Throughout the entries below, report every line where "white" is found.

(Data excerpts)
○ ○ ○ ○ ○
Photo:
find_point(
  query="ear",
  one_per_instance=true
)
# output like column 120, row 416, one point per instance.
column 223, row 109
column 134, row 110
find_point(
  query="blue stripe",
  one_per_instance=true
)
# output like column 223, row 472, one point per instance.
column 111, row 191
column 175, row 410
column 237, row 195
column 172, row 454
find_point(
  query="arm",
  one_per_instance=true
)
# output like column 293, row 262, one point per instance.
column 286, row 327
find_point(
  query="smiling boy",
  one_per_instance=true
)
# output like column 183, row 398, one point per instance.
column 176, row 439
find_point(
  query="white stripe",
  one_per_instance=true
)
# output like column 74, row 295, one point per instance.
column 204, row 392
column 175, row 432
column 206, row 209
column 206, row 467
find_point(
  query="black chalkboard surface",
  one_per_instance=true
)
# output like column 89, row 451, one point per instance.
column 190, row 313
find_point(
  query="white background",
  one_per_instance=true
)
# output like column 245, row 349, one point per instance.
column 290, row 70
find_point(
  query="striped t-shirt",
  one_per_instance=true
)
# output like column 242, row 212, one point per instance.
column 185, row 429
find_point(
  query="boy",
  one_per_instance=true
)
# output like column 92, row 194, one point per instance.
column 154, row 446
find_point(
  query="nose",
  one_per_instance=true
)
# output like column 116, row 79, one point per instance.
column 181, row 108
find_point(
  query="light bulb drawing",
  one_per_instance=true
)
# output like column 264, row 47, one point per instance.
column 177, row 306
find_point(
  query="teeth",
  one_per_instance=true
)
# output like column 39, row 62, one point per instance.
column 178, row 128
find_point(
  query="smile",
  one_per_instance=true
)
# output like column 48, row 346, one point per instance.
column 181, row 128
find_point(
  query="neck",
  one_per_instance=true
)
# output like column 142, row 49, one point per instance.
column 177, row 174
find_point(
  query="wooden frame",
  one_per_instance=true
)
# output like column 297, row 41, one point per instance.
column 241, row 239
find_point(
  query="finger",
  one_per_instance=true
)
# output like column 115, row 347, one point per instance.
○ ○ ○ ○ ○
> [Output below]
  query="white stripe",
  query="white background",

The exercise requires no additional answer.